------ Text excerpt

The energy flow from the density ϕ_j, which defines its spatial locus x_j, to ϕ_k, which in turn defines x_k, is identified as the flow of time [14]. Thus the notion of time presupposes the notion of space [47]. The motion down along the spatial gradient is irreversible when emitted quanta escape forever and reversible when quanta are reabsorbed. Emission will change the coordinate of the source relative to the sink, and absorption will change the coordinate of sink relative to the source (or vice versa). Conversely, when the system is stationary, so are its surroundings. It is familiar from unitary transformations that the steady phase velocity d_tφ = ω does not suffice to distinguish the systemic motions from the surrounding motions.

4. The Preon Action

Evolution from one stationary-state symmetry to another implies that actions are quantized because the stationary states’ conserved currents are on closed orbits, and all bound curves are modular. The divisible circular group means a periodic orbit, and a rational winding number is equivalent to a mode-locked motion. Physically speaking, the state is stable when the corresponding action is modular, i.e., quantized over the closed least-action path. The curve with zeros (nodes) is familiar from the Bohr’s model of an atom where angular momentum L = px = 2Kτ = nħ equals the elementary action ħ in n multiples. The kinetic energy 2K within the period τ is distributed on the closed orbit in modules enumerated by the principal quantum number n. Thus a step of evolution from one stationary state to another is mathematically speaking a step in the modulus of the cyclic group. When the sum of points on the ring changes, also its divisor will change. This is explicit in Equation 5 and implicit in Equation 6 where the dissipation-driven evolutionary step of N_j will in fact cause the action to step in momentum p and in length x = vt from one closed orbit to another. The constant of action ħ, as the absolutely least action, can be considered as a physical entity (Figure 3). The most elementary fermion is the energy density of the bound geodesic given by the geometric product L = px [48] which has a specific handedness, usually referred to as spin ±½.

Figure 3. (A) The basic element of space is the most elementary fermion, the neutrino. The confined circulation of energy exists in two chiral forms ν and ν^* corresponding to the opposite senses of circulation. The vertical bars denote the respective scalar potentials −U = 2K and U = −2K. (B) The basic element of time is the most elementary boson, the photon. The open flow of energy exists in two forms γ and γ^* of opposite polarizations that correspond to the opposite (color-coded) phases iQ and −iQ (the figures were drawn with Mathematica 7 that was appended with CurvesGraphics6 written by G. Gorni.)

------------
------ Source excerpt

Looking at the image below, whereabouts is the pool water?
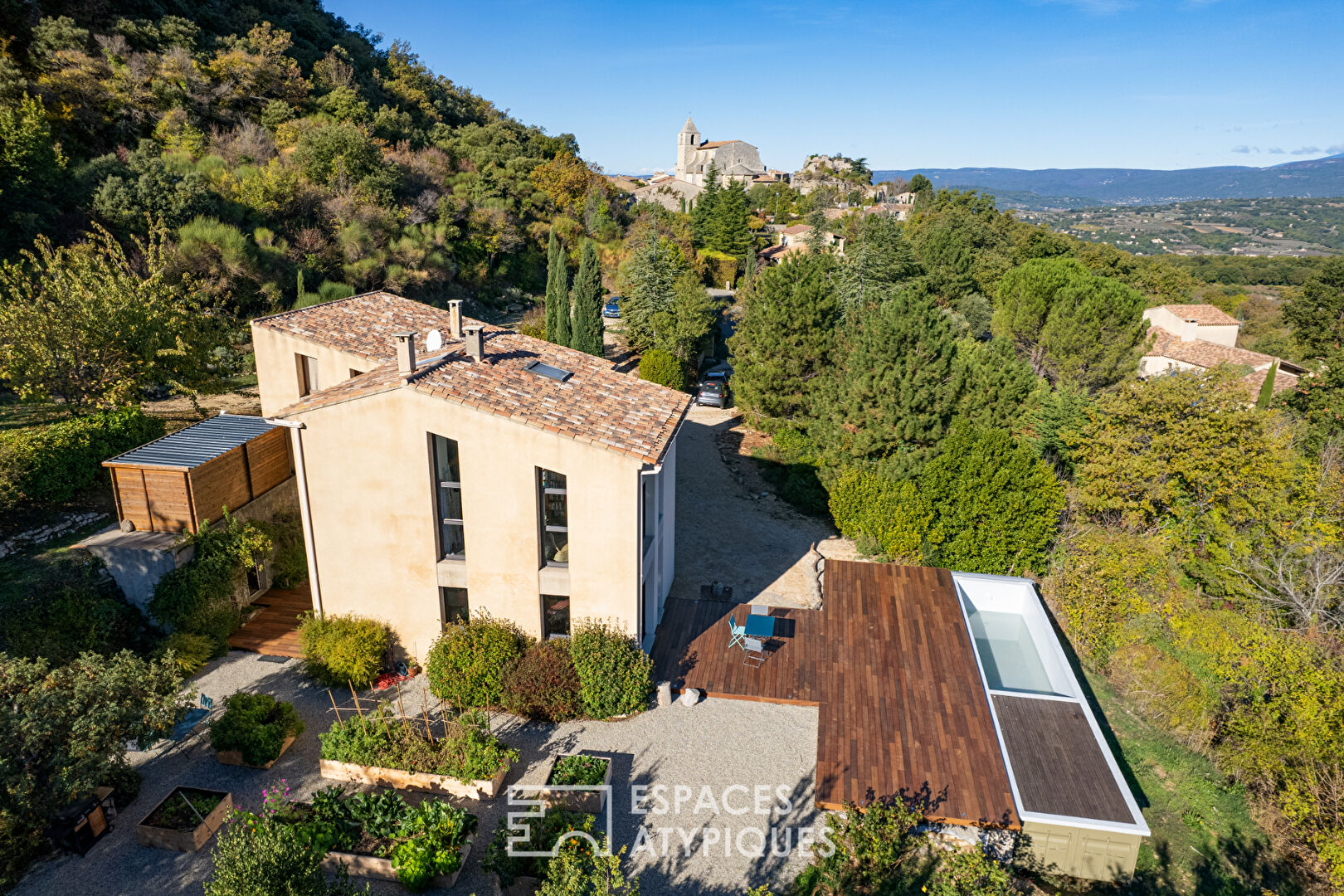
[969,608,1055,694]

------------

■ **To be done**:
1. Repeat the part of the preon action excerpt from "Figure 3. (A)" up to and including "by G. Gorni.)", word for word.
2. Summarize the preon action excerpt in two sentences.
3. Translate this sentence from the preon action excerpt into Spanish: "When the sum of points on the ring changes, also its divisor will change."
The material has no connection to the preon action excerpt.

■ **The results**:
1.
Figure 3. (A) The basic element of space is the most elementary fermion, the neutrino. The confined circulation of energy exists in two chiral forms ν and ν^* corresponding to the opposite senses of circulation. The vertical bars denote the respective scalar potentials −U = 2K and U = −2K. (B) The basic element of time is the most elementary boson, the photon. The open flow of energy exists in two forms γ and γ^* of opposite polarizations that correspond to the opposite (color-coded) phases iQ and −iQ (the figures were drawn with Mathematica 7 that was appended with CurvesGraphics6 written by G. Gorni.)

2. The flow of time is identified with the flow of energy from one density to another, so time presupposes space. Actions are quantized because the conserved currents of stationary states run on closed orbits, which makes each step of evolution a step in the modulus of the cyclic group, and the neutrino and the photon are named as the basic elements of space and of time.

3. Cuando cambia la suma de puntos en el anillo, también cambiará su divisor.